Textauszug →
====
Prozess in Moskau "Mörderland" – Mann droht lange Haft wegen privater Telefonate
Wegen Aussagen in privaten Gesprächen soll ein Mann in Moskau verurteilt werden. Die Staatsanwaltschaft fordert neun Jahre in einer Strafkolonie.
In die Strafkolonie wegen privater Telefonate – das droht dem ehemaligen Polizisten und gebürtigen Ukrainer Sergej Klokow in Russland. Seit März vergangenen Jahres sitzt er in Untersuchungshaft, gerade wird sein Fall vor dem Bezirksgericht Perowski in Moskau verhandelt. Dort hat die Staatsanwaltschaft nun neun Jahre Strafkolonie für Klokow gefordert. Das berichtet unter anderem das kremlkritische Portal "Mediazona".
Dem ehemaligen Mitarbeiter des russischen Innenministeriums wird vorgeworfen, in drei privaten Telefonaten falsche Informationen über den russischen Krieg verbreitet zu haben. Dieser muss im Land nach wie vor als "Spezialoperation" bezeichnet werden. Konkret soll er der Staatsanwaltschaft zufolge Russland als "Mörderland" bezeichnet haben und abgestritten haben, dass es in der Ukraine Faschismus gebe. Eines der russischen Narrative für den Einmarsch in die Ukraine ist, dass diese von Faschisten befreit werden müsse. Auch soll Klokow die Tötung von Zivilisten in der Ukraine angeprangert haben.
Es wäre der erste Fall, in dem eine Person für ein Telefonat zur Rechenschaft gezogen wird, schrieb die "taz" bereits im Januar. Hintergrund der Anklage sind Gesetze, die Russland nach dem Beginn des Krieges gegen die Ukraine erlassen hat. So ist es etwa illegal, "Fake News" über das russische Militär zu verbreiten oder ein Ende des Krieges zu fordern.
Amnesty: "Niemand vor einer Anklage gefeit"
Die Telefonate soll Klokow mit Bekannten geführt haben. Der "taz" zufolge ist seine Familie vor langer Zeit nach Moskau gezogen; Freunde und Verwandte seien aber in der Ukraine geblieben. Einmal im Jahr sei Klokow selbst in die Ukraine gefahren, um seine Großeltern zu besuchen.
Am 18. März 2022 war Klokow verhaftet worden. Bereits damals kritisierte die Menschenrechtsorganisation Amnesty International das Vorgehen als "willkürlich" und "rechtswidrig". "Mit dieser unerbittlichen Hexenjagd zeigen die russischen Behörden, dass niemand vor einer Anklage gefeit ist."
====
Datenblock →
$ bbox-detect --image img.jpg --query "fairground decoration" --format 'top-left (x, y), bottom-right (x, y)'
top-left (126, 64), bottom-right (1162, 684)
====
Aufgaben →
• A. Beantworte anhand des Textauszugs folgende Fragen:
(i) Wie viele Jahre Strafkolonie fordert die Staatsanwaltschaft für Klokow?
(ii) An welchem Tag wurde Klokow verhaftet?
(iii) Wie oft fuhr Klokow selbst in die Ukraine, und zu welchem Zweck?
• B. Fasse den Absatz im Textauszug, der mit „Dem ehemaligen Mitarbeiter des russischen Innenministeriums“ beginnt, als Liste zusammen und behalte dabei seine wichtigsten Fakten bei.
• C. Stimmen die folgenden Aussagen mit dem Textauszug überein? Antworte jeweils mit Ja oder Nein und zitiere die entscheidenden Worte wörtlich.
(i) Klokow befindet sich seit März vergangenen Jahres in Untersuchungshaft.
(ii) Klokows Familie lebt in der Ukraine.
(iii) Amnesty International bezeichnete das Vorgehen gegen Klokow als rechtswidrig.

Lösungen →
• A.
(i) Neun Jahre.
(ii) Am 18. März 2022.
(iii) Einmal im Jahr, um seine Großeltern zu besuchen.

• B.
- Vorwurf: In drei privaten Telefonaten soll er falsche Informationen über den russischen Krieg verbreitet haben, der im Land weiterhin als „Spezialoperation“ bezeichnet werden muss.
- Laut Staatsanwaltschaft soll er Russland als „Mörderland“ bezeichnet haben.
- Er soll abgestritten haben, dass es in der Ukraine Faschismus gebe. Eines der russischen Narrative für den Einmarsch lautet, die Ukraine müsse von Faschisten befreit werden.
- Er soll die Tötung von Zivilisten in der Ukraine angeprangert haben.

• C.
(i) Ja: „Seit März vergangenen Jahres sitzt er in Untersuchungshaft“
(ii) Nein: „seine Familie vor langer Zeit nach Moskau gezogen“
(iii) Ja: „kritisierte die Menschenrechtsorganisation Amnesty International das Vorgehen als "willkürlich" und "rechtswidrig"“